▶ **Work instructions**:
Where does the word "doing" occur in the data below? Copy each line that holds it.

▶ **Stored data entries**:
────────
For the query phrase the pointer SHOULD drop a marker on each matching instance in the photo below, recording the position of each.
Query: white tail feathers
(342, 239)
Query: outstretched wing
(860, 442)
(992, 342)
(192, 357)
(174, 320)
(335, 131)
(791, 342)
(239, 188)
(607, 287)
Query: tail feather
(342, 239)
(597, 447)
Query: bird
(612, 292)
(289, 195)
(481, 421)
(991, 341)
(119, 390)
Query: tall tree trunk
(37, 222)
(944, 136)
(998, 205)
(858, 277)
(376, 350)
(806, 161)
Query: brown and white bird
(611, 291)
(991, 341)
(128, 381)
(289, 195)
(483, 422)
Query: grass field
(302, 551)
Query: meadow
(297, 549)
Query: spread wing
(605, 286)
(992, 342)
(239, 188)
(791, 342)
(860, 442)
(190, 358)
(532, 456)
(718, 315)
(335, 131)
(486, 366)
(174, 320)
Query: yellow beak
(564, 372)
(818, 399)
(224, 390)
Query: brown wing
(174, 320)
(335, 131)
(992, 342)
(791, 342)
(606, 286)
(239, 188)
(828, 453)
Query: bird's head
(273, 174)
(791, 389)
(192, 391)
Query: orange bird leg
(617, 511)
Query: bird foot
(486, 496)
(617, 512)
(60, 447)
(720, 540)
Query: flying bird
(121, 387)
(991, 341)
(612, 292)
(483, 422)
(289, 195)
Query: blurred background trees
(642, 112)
────────
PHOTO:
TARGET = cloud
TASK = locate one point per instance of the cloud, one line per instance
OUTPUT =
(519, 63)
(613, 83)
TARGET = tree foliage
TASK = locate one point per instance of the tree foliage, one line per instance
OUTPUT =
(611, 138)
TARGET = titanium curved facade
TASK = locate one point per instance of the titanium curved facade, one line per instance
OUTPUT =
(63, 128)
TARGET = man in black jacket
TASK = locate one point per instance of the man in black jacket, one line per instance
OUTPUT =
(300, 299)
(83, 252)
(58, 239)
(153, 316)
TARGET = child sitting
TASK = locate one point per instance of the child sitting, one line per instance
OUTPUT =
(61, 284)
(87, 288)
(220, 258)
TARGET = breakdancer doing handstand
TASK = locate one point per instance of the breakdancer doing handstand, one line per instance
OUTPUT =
────────
▶ **Written solution**:
TARGET = breakdancer doing handstand
TASK = locate one point per instance of the breakdancer doing handstand, one line per instance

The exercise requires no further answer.